Rewrite only the lines from the one containing "target | mountain range" through the one containing "(1019, 760)", requests included, and leave the pictures out. In the answers, multiply every point coordinate by 2.55 and round to whole numbers, with halves going up.

____ Entries provided

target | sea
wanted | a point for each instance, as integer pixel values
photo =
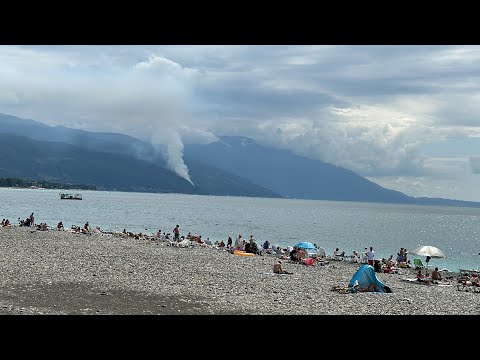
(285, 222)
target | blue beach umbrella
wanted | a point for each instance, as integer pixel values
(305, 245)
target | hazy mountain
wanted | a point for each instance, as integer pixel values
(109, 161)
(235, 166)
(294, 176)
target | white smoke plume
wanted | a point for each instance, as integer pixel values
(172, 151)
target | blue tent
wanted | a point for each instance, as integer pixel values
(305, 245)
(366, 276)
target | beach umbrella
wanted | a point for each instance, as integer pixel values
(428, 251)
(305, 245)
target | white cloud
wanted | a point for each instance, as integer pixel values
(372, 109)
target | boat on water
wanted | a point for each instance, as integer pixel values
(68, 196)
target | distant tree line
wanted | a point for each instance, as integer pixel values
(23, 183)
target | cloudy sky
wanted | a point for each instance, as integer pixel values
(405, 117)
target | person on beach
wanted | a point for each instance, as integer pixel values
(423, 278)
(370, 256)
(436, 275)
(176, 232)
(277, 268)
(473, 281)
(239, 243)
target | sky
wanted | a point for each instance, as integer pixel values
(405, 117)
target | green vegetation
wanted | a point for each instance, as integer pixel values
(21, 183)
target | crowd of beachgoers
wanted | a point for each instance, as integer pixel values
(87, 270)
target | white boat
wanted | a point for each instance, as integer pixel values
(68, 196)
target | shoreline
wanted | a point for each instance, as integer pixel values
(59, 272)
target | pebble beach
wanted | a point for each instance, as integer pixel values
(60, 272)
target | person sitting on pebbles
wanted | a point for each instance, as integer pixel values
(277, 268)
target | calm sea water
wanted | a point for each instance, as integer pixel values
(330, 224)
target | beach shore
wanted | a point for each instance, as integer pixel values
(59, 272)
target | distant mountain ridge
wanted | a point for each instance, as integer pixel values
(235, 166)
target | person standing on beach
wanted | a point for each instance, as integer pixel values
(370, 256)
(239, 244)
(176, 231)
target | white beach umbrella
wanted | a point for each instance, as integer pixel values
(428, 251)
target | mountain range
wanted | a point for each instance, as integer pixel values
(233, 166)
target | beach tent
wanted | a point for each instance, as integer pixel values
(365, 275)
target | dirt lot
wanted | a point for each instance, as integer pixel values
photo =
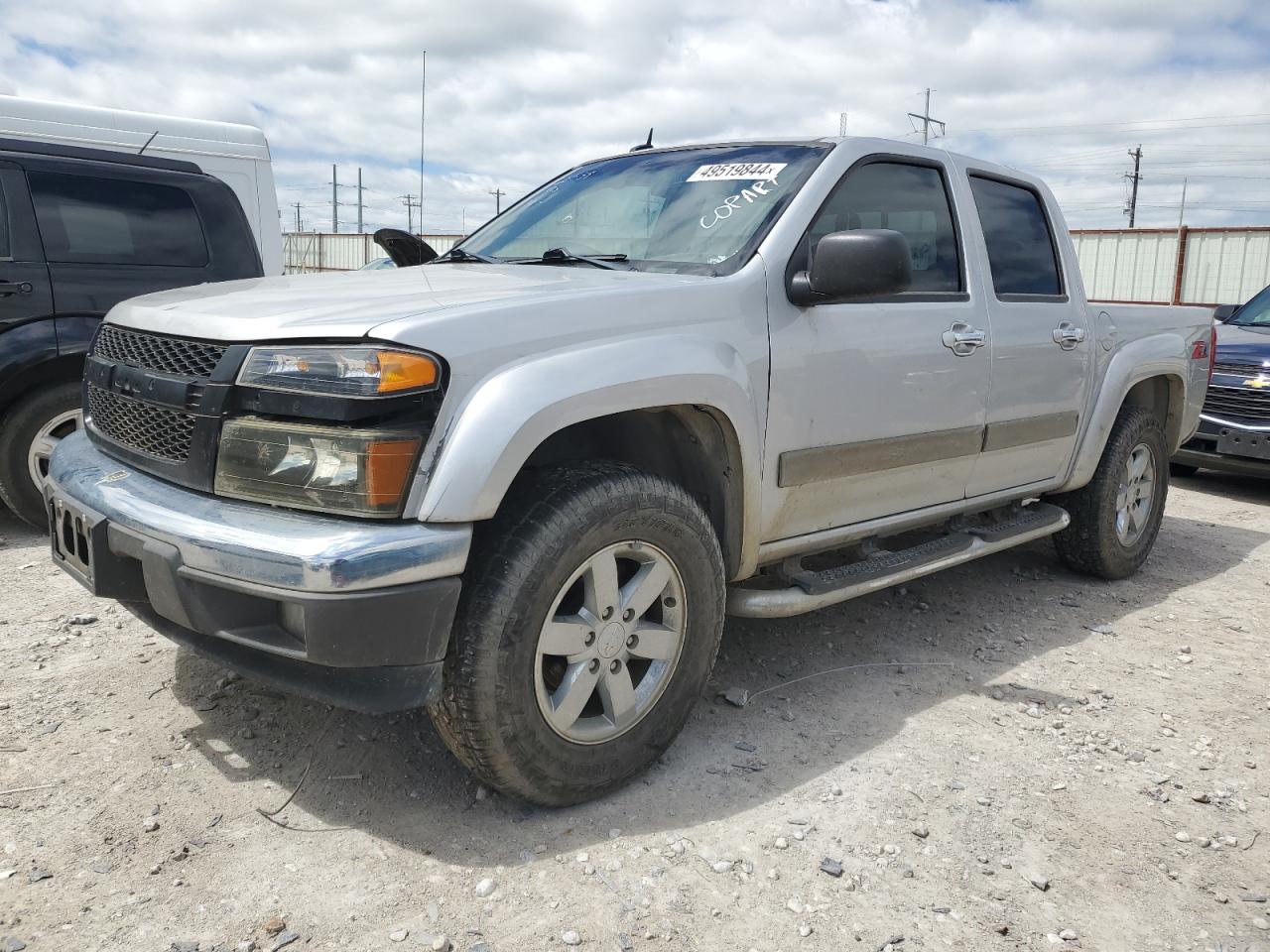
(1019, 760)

________
____ Entries provided

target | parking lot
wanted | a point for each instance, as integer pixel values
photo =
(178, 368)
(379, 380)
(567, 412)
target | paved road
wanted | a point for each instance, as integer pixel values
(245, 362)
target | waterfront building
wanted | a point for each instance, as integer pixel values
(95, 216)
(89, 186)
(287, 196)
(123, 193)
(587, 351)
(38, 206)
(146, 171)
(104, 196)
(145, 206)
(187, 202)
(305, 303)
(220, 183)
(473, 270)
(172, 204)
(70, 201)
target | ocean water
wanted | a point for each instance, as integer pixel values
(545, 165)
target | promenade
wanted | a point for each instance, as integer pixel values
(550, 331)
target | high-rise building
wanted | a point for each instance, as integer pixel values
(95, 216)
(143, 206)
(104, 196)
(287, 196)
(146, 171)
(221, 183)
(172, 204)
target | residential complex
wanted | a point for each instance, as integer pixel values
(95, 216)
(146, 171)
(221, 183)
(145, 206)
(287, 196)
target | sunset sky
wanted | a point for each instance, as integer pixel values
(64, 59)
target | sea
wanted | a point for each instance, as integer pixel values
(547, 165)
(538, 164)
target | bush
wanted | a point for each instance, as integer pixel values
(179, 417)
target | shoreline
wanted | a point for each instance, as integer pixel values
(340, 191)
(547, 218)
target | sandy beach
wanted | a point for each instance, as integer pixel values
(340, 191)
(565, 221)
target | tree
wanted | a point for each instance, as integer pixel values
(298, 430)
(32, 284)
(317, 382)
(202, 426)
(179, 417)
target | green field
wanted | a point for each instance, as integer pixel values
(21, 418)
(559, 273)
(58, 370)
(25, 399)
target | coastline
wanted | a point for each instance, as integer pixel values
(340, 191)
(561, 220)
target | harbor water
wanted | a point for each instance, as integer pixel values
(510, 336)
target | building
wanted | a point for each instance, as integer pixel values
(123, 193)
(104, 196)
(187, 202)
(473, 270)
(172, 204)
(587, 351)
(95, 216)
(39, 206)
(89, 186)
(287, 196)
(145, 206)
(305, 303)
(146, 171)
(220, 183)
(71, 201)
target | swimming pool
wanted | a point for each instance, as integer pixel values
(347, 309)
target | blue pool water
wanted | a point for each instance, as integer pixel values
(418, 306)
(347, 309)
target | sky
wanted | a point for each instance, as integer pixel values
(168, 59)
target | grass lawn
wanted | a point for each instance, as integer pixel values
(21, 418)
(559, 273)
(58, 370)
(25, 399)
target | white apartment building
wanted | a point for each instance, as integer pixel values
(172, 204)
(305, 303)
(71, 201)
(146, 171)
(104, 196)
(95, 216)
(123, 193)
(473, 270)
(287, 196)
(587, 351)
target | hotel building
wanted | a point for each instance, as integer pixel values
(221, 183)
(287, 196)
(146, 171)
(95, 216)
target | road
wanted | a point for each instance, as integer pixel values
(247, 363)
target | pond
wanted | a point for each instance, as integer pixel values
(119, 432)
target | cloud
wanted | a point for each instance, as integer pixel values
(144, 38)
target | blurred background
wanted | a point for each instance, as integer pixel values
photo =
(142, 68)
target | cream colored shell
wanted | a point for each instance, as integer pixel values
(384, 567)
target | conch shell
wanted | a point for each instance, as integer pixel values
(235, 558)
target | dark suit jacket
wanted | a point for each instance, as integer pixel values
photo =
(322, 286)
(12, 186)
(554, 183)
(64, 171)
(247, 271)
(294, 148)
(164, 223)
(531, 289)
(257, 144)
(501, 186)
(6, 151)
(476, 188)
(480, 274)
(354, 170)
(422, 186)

________
____ Entries provided

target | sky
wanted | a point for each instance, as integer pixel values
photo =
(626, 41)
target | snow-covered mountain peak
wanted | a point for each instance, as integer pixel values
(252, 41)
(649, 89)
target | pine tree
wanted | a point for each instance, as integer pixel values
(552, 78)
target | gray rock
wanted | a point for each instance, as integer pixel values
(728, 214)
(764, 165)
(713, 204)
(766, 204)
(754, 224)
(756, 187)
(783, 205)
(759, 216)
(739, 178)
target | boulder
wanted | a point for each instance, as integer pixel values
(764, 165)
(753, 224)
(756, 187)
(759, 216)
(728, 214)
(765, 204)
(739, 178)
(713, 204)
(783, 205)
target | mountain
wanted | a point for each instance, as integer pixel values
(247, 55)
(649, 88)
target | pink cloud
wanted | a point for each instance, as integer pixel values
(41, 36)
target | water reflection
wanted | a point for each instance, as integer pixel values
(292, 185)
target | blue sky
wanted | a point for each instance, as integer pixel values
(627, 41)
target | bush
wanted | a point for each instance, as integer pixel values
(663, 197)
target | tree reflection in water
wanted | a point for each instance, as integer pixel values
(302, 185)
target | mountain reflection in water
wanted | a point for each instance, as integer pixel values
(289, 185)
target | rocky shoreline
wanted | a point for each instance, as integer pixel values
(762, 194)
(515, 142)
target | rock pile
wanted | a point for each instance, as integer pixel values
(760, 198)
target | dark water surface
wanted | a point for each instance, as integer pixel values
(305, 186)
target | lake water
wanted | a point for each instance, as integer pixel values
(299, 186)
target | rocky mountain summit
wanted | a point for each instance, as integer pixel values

________

Task output -
target | mountain range
wanted | a point for each instance, as integer pixel values
(594, 423)
target | beach tent
wanted | a point for each instance, as integer pixel values
(931, 701)
target | dirt lot
wanted | a point for each instance, as integer pixel values
photo =
(2598, 1938)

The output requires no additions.